* _TASK INSTRUCTIONS_
Give the line with "Where can the woman's right" again, along with every line below it to the end of the records, word for word.

[Referring expression data]

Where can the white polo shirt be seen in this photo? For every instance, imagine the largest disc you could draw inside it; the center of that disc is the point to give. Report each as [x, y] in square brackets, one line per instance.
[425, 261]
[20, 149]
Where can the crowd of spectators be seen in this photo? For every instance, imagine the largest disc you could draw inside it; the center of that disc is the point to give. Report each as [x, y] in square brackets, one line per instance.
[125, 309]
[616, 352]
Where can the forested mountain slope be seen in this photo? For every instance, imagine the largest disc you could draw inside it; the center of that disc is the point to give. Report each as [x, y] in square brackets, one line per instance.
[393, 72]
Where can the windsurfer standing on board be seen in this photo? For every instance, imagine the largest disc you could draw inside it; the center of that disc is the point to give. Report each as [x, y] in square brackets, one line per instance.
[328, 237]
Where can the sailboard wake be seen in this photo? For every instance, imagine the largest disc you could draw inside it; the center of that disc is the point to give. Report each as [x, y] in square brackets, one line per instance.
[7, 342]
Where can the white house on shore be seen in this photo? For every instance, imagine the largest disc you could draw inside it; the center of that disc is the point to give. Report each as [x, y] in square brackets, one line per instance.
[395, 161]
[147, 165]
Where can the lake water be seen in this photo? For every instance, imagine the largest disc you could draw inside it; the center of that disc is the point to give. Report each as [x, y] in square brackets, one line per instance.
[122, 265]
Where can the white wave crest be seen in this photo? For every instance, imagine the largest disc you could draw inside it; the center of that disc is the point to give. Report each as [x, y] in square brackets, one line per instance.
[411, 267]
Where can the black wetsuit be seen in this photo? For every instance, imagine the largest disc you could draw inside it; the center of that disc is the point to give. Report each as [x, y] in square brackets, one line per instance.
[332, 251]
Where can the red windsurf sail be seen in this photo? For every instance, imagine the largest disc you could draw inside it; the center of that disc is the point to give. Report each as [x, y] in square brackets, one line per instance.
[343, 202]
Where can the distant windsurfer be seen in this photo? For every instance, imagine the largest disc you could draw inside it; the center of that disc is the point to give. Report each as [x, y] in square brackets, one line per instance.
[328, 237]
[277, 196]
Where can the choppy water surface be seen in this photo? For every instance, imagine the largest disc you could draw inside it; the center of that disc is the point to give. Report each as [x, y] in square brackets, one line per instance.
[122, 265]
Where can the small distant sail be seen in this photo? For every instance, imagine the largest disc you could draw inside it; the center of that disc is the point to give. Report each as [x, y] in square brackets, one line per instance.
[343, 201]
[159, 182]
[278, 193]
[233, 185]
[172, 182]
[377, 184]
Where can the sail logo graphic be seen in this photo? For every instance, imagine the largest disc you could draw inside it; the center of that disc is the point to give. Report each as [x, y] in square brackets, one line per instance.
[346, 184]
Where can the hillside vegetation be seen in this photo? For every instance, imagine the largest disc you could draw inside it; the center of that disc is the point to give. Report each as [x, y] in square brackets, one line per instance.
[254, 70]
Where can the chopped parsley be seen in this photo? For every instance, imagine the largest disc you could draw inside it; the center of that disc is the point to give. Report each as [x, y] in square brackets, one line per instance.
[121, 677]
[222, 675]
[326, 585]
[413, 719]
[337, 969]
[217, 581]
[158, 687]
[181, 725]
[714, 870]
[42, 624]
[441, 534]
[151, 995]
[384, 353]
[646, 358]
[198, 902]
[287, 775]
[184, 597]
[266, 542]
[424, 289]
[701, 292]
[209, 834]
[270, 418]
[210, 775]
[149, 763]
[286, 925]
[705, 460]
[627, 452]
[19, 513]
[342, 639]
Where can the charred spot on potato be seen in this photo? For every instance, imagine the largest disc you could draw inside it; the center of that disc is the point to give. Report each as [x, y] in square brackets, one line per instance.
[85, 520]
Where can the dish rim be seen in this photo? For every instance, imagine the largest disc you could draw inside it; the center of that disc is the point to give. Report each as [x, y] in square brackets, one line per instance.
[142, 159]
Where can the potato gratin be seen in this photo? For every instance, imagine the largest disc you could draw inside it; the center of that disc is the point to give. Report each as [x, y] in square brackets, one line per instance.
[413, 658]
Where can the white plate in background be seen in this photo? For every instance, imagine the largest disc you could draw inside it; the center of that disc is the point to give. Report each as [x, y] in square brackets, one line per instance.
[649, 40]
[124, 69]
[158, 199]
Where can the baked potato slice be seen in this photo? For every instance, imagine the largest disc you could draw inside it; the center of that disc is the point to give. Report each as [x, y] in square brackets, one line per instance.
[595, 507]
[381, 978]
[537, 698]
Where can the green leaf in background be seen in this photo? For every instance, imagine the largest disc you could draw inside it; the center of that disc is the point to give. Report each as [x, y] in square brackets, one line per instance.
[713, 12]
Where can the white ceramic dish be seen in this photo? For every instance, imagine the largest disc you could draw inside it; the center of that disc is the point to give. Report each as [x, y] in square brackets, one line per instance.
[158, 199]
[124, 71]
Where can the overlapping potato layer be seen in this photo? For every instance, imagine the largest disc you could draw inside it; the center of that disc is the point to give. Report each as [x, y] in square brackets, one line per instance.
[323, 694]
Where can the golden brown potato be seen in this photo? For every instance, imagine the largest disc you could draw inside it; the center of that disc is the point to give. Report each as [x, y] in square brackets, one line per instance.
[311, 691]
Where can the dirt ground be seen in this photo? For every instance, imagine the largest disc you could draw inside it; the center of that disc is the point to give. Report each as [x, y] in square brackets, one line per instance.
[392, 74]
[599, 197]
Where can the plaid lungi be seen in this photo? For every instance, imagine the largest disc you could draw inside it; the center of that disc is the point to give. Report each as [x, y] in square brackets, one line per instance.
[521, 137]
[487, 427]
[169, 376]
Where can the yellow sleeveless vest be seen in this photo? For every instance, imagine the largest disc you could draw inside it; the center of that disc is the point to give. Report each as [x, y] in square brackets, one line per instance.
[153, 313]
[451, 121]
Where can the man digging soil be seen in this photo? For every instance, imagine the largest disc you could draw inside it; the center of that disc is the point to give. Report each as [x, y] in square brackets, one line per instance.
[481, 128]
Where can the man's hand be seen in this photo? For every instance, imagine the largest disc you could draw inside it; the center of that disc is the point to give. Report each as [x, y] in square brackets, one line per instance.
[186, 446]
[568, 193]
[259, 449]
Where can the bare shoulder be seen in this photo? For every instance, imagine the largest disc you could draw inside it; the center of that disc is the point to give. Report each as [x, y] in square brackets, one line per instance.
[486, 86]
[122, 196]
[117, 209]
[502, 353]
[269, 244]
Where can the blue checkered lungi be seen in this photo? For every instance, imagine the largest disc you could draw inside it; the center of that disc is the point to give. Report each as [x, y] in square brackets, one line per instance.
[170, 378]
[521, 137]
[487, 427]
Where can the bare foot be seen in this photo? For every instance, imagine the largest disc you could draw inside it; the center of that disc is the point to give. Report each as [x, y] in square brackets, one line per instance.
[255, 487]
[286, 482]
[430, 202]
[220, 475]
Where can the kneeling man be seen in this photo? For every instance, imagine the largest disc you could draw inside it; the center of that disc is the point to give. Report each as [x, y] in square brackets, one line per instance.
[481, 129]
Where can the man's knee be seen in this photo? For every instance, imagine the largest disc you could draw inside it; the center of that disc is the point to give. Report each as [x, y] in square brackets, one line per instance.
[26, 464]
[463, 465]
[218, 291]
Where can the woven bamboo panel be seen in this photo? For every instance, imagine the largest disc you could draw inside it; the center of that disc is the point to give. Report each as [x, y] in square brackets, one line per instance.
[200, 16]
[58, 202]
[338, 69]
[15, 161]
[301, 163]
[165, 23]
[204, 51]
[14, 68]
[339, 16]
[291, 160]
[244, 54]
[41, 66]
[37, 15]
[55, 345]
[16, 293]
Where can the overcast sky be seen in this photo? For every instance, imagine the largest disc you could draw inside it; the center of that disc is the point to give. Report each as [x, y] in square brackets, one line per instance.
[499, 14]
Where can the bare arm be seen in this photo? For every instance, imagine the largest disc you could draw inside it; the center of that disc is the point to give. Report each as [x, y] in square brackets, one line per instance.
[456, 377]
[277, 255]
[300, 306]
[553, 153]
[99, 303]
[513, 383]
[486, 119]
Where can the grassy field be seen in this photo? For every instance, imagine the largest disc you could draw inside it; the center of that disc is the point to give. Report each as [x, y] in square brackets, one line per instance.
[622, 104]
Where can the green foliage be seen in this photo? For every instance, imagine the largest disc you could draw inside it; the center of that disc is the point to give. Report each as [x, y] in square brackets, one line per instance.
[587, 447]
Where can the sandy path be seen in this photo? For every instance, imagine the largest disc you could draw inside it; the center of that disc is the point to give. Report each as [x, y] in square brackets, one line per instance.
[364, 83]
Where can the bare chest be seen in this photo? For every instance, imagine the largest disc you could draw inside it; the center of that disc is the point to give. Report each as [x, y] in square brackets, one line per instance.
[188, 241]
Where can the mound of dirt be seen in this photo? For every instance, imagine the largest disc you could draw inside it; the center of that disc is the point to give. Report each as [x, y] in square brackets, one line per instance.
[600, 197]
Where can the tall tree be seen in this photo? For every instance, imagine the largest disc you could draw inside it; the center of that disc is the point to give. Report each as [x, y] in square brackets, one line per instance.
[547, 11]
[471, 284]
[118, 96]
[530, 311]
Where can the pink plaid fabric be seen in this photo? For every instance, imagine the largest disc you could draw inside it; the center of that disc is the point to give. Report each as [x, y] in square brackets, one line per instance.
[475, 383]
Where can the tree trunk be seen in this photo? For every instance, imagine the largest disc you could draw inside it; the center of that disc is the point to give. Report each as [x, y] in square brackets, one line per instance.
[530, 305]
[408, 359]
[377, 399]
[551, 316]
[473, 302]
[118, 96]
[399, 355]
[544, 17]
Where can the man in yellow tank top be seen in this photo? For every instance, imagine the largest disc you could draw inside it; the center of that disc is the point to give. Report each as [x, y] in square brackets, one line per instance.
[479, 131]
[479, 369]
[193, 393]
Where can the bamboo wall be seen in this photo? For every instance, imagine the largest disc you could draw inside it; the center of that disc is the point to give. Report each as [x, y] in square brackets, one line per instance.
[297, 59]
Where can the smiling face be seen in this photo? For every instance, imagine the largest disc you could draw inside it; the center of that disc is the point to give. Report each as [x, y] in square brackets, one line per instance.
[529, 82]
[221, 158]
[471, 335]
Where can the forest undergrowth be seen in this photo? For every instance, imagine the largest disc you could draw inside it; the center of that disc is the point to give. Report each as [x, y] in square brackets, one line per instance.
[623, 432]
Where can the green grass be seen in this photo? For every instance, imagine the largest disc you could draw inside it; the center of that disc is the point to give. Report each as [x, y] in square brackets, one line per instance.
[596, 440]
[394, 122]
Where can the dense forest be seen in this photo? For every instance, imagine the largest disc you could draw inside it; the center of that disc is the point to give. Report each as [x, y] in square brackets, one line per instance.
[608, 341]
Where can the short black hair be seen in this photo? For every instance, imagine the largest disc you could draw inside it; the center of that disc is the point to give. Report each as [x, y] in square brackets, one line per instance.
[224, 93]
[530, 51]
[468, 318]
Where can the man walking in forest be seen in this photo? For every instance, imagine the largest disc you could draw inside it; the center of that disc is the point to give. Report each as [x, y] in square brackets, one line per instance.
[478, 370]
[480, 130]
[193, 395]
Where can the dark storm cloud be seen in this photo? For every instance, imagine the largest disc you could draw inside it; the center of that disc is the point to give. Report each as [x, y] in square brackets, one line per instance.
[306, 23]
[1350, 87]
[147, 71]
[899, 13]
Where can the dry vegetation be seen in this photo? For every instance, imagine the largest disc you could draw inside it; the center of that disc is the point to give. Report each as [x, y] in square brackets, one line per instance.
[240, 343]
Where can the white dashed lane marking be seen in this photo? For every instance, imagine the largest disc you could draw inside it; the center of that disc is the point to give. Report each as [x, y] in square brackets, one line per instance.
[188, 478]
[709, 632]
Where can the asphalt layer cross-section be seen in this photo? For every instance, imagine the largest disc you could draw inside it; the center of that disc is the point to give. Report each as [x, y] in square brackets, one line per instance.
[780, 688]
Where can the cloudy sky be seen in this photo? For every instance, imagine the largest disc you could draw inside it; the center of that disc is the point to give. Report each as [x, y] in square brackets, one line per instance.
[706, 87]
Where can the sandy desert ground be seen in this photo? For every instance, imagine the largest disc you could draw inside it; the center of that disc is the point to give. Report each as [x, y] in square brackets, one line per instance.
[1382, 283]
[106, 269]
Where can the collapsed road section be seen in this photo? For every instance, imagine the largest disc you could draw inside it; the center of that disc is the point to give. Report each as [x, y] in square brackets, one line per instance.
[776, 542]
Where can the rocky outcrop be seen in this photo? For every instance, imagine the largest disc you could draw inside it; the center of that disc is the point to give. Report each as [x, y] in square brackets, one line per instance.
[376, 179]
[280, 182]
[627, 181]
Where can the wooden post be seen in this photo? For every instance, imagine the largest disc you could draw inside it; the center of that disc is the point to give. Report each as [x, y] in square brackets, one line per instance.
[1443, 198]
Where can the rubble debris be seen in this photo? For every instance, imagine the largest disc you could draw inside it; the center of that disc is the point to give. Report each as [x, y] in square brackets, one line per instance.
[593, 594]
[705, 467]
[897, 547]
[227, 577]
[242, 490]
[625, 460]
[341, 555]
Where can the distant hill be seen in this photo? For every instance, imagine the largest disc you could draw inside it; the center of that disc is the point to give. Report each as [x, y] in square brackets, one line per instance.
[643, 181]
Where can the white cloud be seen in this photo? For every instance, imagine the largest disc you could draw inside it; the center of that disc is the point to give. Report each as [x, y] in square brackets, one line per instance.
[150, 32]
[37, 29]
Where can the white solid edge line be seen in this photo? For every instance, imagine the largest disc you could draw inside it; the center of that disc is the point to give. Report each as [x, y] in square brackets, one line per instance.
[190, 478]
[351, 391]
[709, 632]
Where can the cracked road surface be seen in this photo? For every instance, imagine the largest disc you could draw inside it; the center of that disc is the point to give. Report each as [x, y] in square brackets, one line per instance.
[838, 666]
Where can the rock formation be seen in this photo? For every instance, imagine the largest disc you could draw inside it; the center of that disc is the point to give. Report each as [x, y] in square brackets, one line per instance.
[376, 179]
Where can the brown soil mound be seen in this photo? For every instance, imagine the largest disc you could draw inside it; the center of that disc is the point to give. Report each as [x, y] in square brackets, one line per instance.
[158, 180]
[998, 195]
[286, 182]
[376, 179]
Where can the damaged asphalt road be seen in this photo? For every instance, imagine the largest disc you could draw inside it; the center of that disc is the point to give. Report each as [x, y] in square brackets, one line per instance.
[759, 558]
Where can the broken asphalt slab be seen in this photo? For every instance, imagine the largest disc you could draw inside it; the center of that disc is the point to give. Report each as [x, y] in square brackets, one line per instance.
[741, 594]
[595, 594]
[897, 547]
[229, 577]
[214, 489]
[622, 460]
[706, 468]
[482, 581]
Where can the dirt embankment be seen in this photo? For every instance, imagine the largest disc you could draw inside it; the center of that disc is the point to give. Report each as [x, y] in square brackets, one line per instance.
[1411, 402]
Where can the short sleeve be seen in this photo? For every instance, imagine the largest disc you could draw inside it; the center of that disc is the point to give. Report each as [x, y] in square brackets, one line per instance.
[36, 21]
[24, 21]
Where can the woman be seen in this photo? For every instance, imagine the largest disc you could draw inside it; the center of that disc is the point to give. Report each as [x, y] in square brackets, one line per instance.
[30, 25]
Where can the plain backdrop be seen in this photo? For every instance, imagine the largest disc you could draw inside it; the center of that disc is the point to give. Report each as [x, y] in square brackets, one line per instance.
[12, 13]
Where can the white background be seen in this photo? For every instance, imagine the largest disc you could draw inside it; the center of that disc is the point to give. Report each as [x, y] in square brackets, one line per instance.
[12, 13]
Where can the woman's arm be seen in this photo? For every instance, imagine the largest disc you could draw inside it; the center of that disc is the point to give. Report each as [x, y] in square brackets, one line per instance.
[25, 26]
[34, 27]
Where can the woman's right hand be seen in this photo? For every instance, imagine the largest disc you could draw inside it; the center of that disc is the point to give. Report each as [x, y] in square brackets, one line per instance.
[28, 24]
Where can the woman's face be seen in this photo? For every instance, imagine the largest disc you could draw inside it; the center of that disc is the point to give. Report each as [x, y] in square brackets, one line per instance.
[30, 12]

* _WRITTEN RESPONSE_
Where can the woman's right hand be seen in this photo? For every instance, imagine the largest disc you could draw inside it; the center of that disc is the point to give. Report each as [x, y] in square brackets, one line per instance.
[28, 24]
Where can the woman's face be seen in this photo? For every instance, imagine the largest disc you could draw inside it; the center of that disc is the point to give. Report each as [x, y] in square brackets, one line per instance.
[30, 12]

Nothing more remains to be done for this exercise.